Action item:
In the passage about what babies have taught the speaker, who co-founded the nonprofit clinic with the speaker?

Selected extract:
Every single time I was with babies and children and their families the challenge was to let go of our traditional ways of seeing what’s possible, allow that bigger landscape of possibility and have them teach us. What I quickly found was that they showed me, and told me stories from birth as a newborn. Stories in the womb, very complex series of events that happened over a weekend when they were five weeks in utero.
What happened when their parents discovered them? What happened at conception and even how they felt about coming into the family when they were still in heaven. They were accurate and oftentimes they would convey, they would say, no, you felt this way when you discovered you were having me. No, I know you felt that way.
And I’d say to the parents, “Did you feel that way?” And they said, “Yeah, we did.”
So it really was, and still is, I mean, I’m 30 years into this, and I keep broadening and broadening what’s possible. The babies have really taught me.
The sophisticated subconscious ‘labyrinth’ of an infants mind
I was in private practice for a few years. Then I co-founded, with Ray Castellino, a nonprofit clinic where we would see babies and their families and videotape it all for educational purposes. We grew the work of working with very young babies from birth. Many of them were a month old, 3-months old, and we were doing this type of direct encounter therapy with parents present.
What struck me so much was seeing that even by the time, let’s say a baby’s a month old, they have a very powerful, shaped sense of beliefs and thoughts and feelings and reactions.
They think the world was safe. Was it scary? Were they expecting you to just kind of fall in love with them? Were they thinking that you were going to do something to them? All these kinds of things, they already had a very sophisticated subconscious autonomic patterning by one month age. I wrote an article about it called ‘The Power of Beliefs, What Babies Are Teaching Us.’
I really got from babies how, from preconception through conception, pregnancy, birth bonding, newborn period, those are deeply formative, intense learning experiences, which make us already be prepared and functioning in the world and have a sense of the land by the time we’re a month old.

Record extracts:
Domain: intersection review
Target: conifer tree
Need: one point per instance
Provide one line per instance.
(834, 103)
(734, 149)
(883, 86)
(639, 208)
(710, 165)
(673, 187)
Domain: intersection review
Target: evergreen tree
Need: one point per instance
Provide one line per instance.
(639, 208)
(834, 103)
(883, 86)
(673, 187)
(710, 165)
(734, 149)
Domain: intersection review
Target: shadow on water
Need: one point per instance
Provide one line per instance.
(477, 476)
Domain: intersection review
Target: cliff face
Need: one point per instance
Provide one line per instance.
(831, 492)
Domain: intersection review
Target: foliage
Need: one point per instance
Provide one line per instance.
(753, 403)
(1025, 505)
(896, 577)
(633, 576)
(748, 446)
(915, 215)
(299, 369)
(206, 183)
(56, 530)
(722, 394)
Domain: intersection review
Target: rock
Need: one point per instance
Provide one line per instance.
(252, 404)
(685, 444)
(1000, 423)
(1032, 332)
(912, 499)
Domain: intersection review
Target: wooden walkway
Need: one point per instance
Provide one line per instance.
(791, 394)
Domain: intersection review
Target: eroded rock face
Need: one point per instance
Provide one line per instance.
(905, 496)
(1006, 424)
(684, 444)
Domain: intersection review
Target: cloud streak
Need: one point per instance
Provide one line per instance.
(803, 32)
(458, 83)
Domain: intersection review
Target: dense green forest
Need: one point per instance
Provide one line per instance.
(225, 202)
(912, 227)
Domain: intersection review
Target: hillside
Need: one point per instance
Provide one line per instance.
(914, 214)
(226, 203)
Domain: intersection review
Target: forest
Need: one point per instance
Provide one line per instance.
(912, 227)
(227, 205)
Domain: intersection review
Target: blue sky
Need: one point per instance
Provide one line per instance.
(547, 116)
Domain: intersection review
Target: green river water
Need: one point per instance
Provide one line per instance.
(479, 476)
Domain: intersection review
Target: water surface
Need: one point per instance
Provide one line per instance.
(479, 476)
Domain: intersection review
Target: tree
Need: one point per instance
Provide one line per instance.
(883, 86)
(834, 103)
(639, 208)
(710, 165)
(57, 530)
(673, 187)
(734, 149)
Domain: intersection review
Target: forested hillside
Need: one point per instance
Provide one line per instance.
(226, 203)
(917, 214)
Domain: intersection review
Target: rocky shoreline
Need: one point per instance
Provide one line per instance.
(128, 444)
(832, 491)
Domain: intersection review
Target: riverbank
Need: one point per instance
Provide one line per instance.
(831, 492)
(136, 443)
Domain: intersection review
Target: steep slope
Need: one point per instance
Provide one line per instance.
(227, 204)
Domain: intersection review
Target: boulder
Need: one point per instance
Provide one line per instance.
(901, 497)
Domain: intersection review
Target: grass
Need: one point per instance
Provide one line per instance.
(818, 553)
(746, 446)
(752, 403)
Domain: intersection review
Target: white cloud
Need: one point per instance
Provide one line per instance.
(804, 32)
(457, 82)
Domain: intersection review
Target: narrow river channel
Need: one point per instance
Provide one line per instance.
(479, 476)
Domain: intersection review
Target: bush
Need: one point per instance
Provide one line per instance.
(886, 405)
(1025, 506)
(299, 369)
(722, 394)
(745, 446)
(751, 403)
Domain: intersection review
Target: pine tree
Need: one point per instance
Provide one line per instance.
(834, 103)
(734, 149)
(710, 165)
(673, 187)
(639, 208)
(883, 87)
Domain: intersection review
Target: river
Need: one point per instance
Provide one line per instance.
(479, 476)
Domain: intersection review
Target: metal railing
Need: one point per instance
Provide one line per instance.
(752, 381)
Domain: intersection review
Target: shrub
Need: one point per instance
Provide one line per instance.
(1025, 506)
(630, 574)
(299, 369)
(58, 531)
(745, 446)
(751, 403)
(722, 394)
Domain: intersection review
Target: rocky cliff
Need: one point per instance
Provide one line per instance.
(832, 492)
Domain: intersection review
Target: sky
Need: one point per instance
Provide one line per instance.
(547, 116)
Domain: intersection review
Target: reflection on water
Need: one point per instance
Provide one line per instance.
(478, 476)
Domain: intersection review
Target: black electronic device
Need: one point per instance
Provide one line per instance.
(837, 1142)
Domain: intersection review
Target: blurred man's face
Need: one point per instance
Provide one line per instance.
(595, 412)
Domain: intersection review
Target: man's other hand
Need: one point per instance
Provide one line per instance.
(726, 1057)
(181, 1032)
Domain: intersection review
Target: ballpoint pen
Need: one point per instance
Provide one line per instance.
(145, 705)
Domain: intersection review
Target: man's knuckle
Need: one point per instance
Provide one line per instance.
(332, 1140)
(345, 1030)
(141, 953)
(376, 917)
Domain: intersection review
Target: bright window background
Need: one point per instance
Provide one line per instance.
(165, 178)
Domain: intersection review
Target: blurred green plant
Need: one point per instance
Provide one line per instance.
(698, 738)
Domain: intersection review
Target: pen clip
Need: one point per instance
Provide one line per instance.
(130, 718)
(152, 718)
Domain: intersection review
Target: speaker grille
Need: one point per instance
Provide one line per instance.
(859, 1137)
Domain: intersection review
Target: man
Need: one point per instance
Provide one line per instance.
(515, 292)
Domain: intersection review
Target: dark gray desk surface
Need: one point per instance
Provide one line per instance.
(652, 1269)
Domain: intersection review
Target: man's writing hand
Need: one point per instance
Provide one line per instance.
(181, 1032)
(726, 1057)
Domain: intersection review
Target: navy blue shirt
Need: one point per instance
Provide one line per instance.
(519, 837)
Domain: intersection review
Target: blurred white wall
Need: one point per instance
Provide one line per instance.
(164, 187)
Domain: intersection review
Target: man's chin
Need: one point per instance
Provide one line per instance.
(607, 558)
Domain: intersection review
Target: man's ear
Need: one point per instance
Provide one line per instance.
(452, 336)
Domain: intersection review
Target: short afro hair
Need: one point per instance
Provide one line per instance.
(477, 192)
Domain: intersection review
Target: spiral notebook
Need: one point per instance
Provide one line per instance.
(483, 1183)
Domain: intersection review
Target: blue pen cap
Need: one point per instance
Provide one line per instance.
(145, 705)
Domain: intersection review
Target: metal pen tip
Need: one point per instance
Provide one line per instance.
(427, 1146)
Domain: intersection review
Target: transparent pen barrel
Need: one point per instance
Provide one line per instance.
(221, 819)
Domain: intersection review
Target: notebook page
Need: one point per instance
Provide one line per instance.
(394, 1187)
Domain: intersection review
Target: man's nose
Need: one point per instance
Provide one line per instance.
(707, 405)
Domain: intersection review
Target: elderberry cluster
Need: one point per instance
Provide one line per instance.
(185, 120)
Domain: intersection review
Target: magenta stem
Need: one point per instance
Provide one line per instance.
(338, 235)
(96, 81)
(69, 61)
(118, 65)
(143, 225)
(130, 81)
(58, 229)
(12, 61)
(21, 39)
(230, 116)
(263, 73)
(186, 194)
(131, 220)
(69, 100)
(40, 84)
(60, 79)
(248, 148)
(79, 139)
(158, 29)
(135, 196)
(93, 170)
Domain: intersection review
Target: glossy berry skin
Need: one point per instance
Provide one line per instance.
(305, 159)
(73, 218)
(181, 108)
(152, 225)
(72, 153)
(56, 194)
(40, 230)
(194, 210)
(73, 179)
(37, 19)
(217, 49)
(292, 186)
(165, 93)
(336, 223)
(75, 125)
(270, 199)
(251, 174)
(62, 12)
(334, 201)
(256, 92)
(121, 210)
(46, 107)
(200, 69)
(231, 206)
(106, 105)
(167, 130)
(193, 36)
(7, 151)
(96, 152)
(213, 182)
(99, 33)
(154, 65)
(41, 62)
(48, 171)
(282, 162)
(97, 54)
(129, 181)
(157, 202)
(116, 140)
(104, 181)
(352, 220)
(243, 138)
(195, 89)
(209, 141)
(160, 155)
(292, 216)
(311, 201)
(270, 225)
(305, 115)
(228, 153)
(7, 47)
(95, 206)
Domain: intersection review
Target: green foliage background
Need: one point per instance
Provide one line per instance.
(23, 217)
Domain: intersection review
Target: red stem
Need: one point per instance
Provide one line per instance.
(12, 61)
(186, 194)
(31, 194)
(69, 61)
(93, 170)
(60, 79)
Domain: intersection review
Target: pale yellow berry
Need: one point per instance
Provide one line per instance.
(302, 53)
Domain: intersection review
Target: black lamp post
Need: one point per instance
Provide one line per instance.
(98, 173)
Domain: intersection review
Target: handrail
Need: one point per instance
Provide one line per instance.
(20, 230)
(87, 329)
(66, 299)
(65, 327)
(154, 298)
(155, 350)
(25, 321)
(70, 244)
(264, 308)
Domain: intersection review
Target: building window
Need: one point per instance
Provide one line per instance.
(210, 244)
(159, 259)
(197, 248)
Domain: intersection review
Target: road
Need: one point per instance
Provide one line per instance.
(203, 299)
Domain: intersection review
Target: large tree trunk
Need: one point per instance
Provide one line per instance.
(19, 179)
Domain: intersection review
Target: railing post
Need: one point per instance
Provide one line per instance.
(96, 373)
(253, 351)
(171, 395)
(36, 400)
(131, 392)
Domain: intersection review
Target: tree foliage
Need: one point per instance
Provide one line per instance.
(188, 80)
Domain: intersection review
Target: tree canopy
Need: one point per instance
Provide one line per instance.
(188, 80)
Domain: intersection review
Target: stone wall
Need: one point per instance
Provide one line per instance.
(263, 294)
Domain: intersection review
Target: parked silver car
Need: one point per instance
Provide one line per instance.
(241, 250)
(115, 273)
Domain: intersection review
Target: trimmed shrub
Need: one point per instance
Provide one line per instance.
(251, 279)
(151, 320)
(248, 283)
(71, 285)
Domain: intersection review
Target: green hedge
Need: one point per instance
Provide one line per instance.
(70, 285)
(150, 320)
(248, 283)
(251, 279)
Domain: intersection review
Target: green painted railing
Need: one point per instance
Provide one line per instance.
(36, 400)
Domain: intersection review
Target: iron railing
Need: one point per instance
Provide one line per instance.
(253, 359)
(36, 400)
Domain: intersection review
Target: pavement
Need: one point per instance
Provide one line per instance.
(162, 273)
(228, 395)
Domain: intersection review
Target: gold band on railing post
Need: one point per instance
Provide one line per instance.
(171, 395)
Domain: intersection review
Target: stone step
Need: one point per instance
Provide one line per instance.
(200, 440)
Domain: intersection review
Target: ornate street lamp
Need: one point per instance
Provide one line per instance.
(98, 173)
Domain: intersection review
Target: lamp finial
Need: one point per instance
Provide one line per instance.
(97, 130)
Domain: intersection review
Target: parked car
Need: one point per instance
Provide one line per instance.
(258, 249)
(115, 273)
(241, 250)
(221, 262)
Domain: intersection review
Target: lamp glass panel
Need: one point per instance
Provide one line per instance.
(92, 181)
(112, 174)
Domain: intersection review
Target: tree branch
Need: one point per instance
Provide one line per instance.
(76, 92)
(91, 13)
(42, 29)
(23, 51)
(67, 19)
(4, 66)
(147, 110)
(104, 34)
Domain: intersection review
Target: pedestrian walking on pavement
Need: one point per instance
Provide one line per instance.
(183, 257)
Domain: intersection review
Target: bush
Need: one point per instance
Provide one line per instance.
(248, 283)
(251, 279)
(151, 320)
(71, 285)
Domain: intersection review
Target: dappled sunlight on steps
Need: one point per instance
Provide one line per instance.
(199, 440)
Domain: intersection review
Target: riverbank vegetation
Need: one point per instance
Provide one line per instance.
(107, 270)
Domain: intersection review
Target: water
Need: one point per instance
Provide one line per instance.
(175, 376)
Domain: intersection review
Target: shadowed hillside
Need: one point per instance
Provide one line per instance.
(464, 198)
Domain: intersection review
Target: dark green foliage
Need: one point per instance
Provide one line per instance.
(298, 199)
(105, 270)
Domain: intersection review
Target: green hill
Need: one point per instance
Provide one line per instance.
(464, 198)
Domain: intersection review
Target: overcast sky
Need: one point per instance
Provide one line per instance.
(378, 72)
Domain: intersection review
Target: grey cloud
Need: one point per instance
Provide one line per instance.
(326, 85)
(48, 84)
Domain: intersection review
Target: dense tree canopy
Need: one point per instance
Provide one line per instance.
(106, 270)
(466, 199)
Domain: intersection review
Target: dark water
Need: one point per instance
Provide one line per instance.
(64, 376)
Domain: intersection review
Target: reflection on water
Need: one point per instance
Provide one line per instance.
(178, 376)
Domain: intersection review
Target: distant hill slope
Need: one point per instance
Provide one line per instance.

Finished exercise:
Ray Castellino